▶ GIVEN REQUEST
Quote, unchanged, the part of the items that begins with the line containing "green leaf |" and ends with the line containing "[[[26,338],[29,338],[29,323],[20,317],[0,311],[0,350],[20,344]]]", including both of those lines.

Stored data
+-------+

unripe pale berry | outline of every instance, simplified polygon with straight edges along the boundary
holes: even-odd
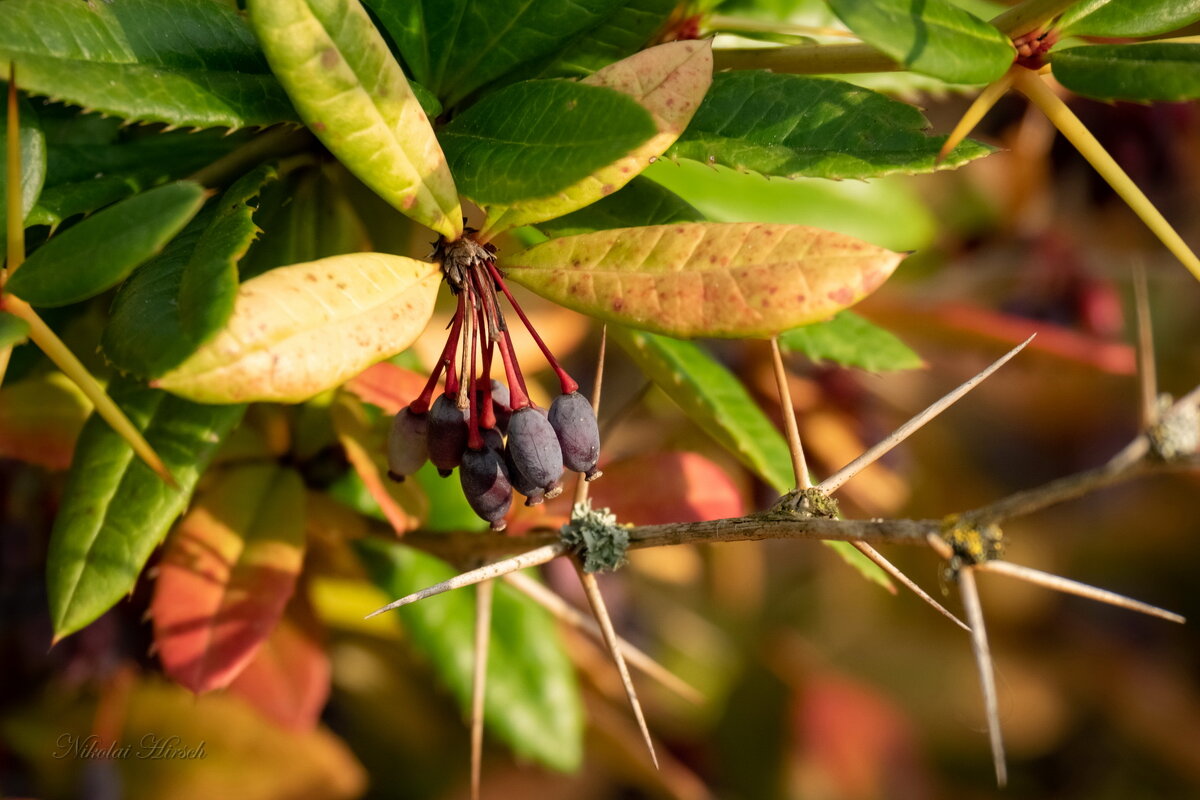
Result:
[[[388,476],[394,481],[403,481],[430,458],[427,445],[427,414],[413,414],[408,407],[391,421],[388,431]]]
[[[600,458],[600,428],[596,426],[592,403],[578,392],[559,395],[550,404],[548,419],[558,434],[563,464],[586,474],[589,481],[599,477],[596,459]]]

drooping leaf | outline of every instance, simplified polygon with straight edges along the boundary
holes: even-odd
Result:
[[[448,106],[526,61],[558,52],[622,0],[367,0],[413,78]]]
[[[498,233],[582,209],[612,194],[661,156],[683,133],[713,80],[709,42],[672,42],[611,64],[583,79],[584,85],[614,89],[650,113],[656,133],[619,160],[552,197],[488,209],[484,229]]]
[[[992,148],[966,140],[935,163],[946,137],[908,103],[842,80],[772,72],[714,77],[668,155],[782,178],[877,178],[950,169]]]
[[[2,13],[2,12],[0,12]],[[18,84],[20,85],[20,84]],[[0,103],[0,145],[5,152],[8,148],[8,103]],[[28,219],[38,196],[42,193],[42,185],[46,181],[46,134],[34,112],[32,106],[25,100],[18,103],[20,127],[18,138],[20,139],[20,212],[22,218]],[[6,198],[8,191],[8,160],[0,164],[0,198]],[[26,222],[26,224],[29,224]],[[0,252],[4,252],[8,241],[8,209],[7,203],[0,201]]]
[[[133,589],[244,405],[198,405],[127,379],[109,395],[162,458],[168,486],[103,420],[79,434],[47,557],[54,633],[90,624]]]
[[[902,258],[803,225],[691,222],[552,239],[503,266],[600,319],[683,338],[768,337],[857,302]]]
[[[779,347],[787,353],[803,353],[814,361],[833,361],[844,367],[860,367],[870,372],[916,369],[924,366],[920,356],[894,333],[850,311],[824,323],[780,333]]]
[[[230,467],[197,499],[158,564],[150,613],[163,670],[222,688],[283,616],[304,560],[305,489],[272,463]]]
[[[204,204],[178,181],[121,200],[38,247],[6,289],[34,306],[66,306],[124,281],[156,255]]]
[[[0,311],[0,350],[20,344],[29,338],[29,323],[20,317],[13,317]]]
[[[233,313],[238,296],[238,261],[258,235],[254,200],[277,178],[274,167],[259,166],[221,196],[212,222],[204,229],[180,276],[179,321],[197,348],[216,333]]]
[[[480,205],[550,197],[644,144],[656,132],[628,95],[570,80],[512,84],[440,132],[458,190]]]
[[[355,547],[371,581],[392,597],[455,575],[444,561],[402,545],[367,539]],[[470,590],[431,597],[395,615],[466,712],[475,627]],[[554,620],[504,583],[496,587],[484,721],[520,757],[564,771],[580,764],[578,686]]]
[[[311,613],[308,614],[311,616]],[[316,620],[286,615],[254,658],[232,684],[229,693],[289,730],[312,730],[329,699],[329,656],[317,633]]]
[[[396,535],[418,528],[428,513],[428,504],[412,481],[397,483],[386,477],[385,425],[372,425],[362,403],[344,392],[334,399],[330,416],[347,461]]]
[[[646,178],[635,178],[620,190],[566,216],[538,223],[547,236],[574,236],[610,228],[702,222],[704,215],[674,192]]]
[[[241,284],[226,326],[155,386],[198,402],[300,402],[403,350],[433,313],[436,264],[334,255]]]
[[[359,0],[251,0],[251,24],[305,124],[398,211],[462,233],[428,118]]]
[[[22,89],[126,120],[295,119],[245,22],[212,0],[6,0],[0,62],[8,61]]]
[[[812,225],[888,249],[922,249],[938,222],[912,181],[821,178],[767,180],[755,173],[708,167],[690,158],[659,160],[644,178],[671,190],[713,222],[779,222]]]
[[[950,83],[991,83],[1013,64],[1013,43],[949,0],[829,0],[846,25],[913,72]]]
[[[752,473],[780,493],[794,486],[784,437],[742,381],[702,347],[620,326],[611,326],[608,335],[684,414]],[[826,545],[864,577],[890,589],[888,576],[853,546]]]
[[[66,469],[91,404],[61,372],[16,383],[0,391],[0,458],[46,469]]]
[[[676,0],[625,0],[599,25],[582,30],[557,53],[527,61],[504,78],[583,78],[642,49],[666,23]]]
[[[367,190],[364,194],[386,210],[392,228],[398,227],[396,212],[390,205]],[[238,273],[244,282],[277,266],[316,261],[330,255],[366,249],[401,252],[368,247],[371,242],[359,218],[359,209],[323,169],[296,169],[283,180],[266,186],[254,213],[254,224],[263,229],[263,235],[238,263]]]
[[[1097,100],[1172,103],[1200,97],[1200,44],[1073,47],[1055,52],[1052,65],[1063,86]]]
[[[1200,20],[1200,0],[1080,0],[1063,12],[1063,36],[1157,36]]]

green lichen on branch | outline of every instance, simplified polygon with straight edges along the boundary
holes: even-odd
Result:
[[[590,500],[575,504],[560,535],[584,572],[612,572],[625,564],[629,531],[617,524],[617,515],[608,509],[594,510]]]

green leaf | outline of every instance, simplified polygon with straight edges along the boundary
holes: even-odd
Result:
[[[572,186],[647,142],[650,114],[625,94],[570,80],[527,80],[493,92],[442,130],[458,190],[511,205]]]
[[[26,338],[29,338],[29,323],[20,317],[0,311],[0,350],[20,344]]]
[[[779,347],[786,353],[803,353],[814,361],[833,361],[844,367],[860,367],[871,372],[924,366],[920,356],[894,333],[850,311],[824,323],[780,333]]]
[[[558,52],[622,0],[367,0],[413,78],[448,106],[517,65]]]
[[[836,230],[894,251],[922,249],[937,221],[912,181],[821,178],[767,180],[754,173],[707,167],[690,158],[660,160],[642,173],[713,222],[779,222]]]
[[[233,313],[238,296],[238,261],[258,235],[252,201],[263,186],[276,178],[275,168],[264,164],[229,187],[184,267],[179,320],[193,349],[214,336]]]
[[[583,84],[614,89],[650,113],[655,134],[625,156],[550,197],[492,206],[484,230],[528,225],[582,209],[619,190],[670,148],[704,100],[713,82],[710,42],[671,42],[636,53],[584,78]]]
[[[1054,77],[1097,100],[1139,103],[1200,97],[1200,44],[1097,44],[1054,53]]]
[[[947,0],[829,0],[846,25],[913,72],[952,83],[1000,78],[1013,64],[1013,43]]]
[[[610,228],[701,222],[703,218],[704,215],[678,194],[652,180],[635,178],[613,194],[566,216],[541,222],[536,228],[547,236],[572,236]]]
[[[828,319],[902,258],[817,228],[689,222],[552,239],[502,266],[509,279],[600,319],[680,338],[742,338]]]
[[[76,445],[47,557],[55,638],[86,626],[133,590],[150,553],[187,505],[244,405],[197,405],[132,380],[109,393],[162,457],[167,486],[95,414]]]
[[[667,151],[782,178],[877,178],[952,169],[992,152],[966,140],[941,163],[946,137],[928,136],[914,107],[842,80],[722,72]]]
[[[456,572],[444,561],[402,545],[366,539],[355,547],[371,581],[392,597]],[[467,712],[475,628],[473,593],[450,591],[397,609],[395,615]],[[583,710],[554,620],[503,582],[497,582],[492,610],[484,721],[518,757],[557,770],[578,769]]]
[[[692,342],[611,326],[608,335],[683,413],[752,473],[784,493],[794,486],[787,443],[742,381]],[[884,588],[888,576],[848,542],[824,542]]]
[[[7,86],[7,84],[0,84]],[[0,103],[0,143],[7,152],[8,148],[8,103]],[[20,212],[23,219],[29,219],[30,211],[42,192],[46,181],[46,134],[38,122],[37,114],[25,100],[18,101],[20,127]],[[8,191],[8,158],[0,163],[0,198],[6,198]],[[0,253],[8,241],[8,207],[0,199]],[[30,224],[26,222],[25,224]]]
[[[8,61],[22,89],[126,120],[295,119],[245,22],[212,0],[6,0],[0,62]]]
[[[110,289],[156,255],[204,204],[199,184],[136,194],[34,251],[7,290],[34,306],[67,306]]]
[[[1063,36],[1157,36],[1200,20],[1200,0],[1080,0],[1063,12]]]
[[[437,264],[352,253],[246,281],[223,329],[152,381],[204,403],[295,403],[400,353],[421,333]]]
[[[448,239],[454,179],[428,118],[359,0],[250,0],[250,19],[301,119],[379,197]]]

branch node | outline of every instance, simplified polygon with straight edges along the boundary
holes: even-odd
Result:
[[[617,515],[608,509],[594,510],[589,499],[575,504],[560,535],[584,572],[613,572],[625,564],[629,530],[617,524]]]

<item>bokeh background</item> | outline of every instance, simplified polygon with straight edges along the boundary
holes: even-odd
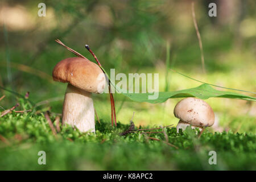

+-------+

▶ EXPECTED OUTPUT
green leaf | outline of every instance, simplified polygon with straight edges along the boundary
holes: even-odd
Result:
[[[572,186],[647,142],[650,114],[625,94],[570,80],[527,80],[493,92],[442,130],[458,190],[511,205]]]
[[[26,338],[29,338],[29,323],[20,317],[0,311],[0,350],[20,344]]]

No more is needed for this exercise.